» TASK OBJECTIVE: Across the entries that follow, tally every line holding the word "metal" and reply with the count alone.

(Recorded data)
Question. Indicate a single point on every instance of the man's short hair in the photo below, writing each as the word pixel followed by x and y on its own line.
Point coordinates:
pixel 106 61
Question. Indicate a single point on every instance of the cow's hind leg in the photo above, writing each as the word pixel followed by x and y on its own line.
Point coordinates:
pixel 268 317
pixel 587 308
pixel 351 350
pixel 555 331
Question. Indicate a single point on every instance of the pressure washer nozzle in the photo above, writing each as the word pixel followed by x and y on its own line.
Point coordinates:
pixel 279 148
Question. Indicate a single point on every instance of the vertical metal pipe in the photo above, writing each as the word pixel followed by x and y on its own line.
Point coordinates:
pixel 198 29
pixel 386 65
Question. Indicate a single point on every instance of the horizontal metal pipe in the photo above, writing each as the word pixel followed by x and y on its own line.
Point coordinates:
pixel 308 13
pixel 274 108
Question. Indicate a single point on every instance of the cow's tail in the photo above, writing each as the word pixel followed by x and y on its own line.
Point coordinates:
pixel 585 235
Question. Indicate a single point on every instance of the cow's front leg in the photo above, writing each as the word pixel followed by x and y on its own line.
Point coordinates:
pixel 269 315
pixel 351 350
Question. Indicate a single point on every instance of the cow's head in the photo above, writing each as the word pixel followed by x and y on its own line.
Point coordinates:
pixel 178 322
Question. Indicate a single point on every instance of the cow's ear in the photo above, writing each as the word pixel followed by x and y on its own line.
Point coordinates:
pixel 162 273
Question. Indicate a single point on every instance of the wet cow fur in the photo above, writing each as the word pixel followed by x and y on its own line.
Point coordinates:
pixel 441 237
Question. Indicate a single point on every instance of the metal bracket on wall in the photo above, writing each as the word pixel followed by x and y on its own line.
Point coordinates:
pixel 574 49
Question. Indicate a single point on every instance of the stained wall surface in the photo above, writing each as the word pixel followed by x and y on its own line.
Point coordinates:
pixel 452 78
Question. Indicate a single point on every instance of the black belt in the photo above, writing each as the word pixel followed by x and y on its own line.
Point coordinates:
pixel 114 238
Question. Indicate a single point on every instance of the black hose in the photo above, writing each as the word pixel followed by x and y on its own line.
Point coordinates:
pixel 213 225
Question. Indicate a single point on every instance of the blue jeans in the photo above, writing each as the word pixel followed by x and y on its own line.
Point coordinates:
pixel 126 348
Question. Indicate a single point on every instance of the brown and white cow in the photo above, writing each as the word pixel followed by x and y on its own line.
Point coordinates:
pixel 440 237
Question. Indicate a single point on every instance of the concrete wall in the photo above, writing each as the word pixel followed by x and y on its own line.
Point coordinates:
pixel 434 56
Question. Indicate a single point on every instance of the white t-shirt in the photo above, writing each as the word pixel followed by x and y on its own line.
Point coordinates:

» WRITTEN SOLUTION: 3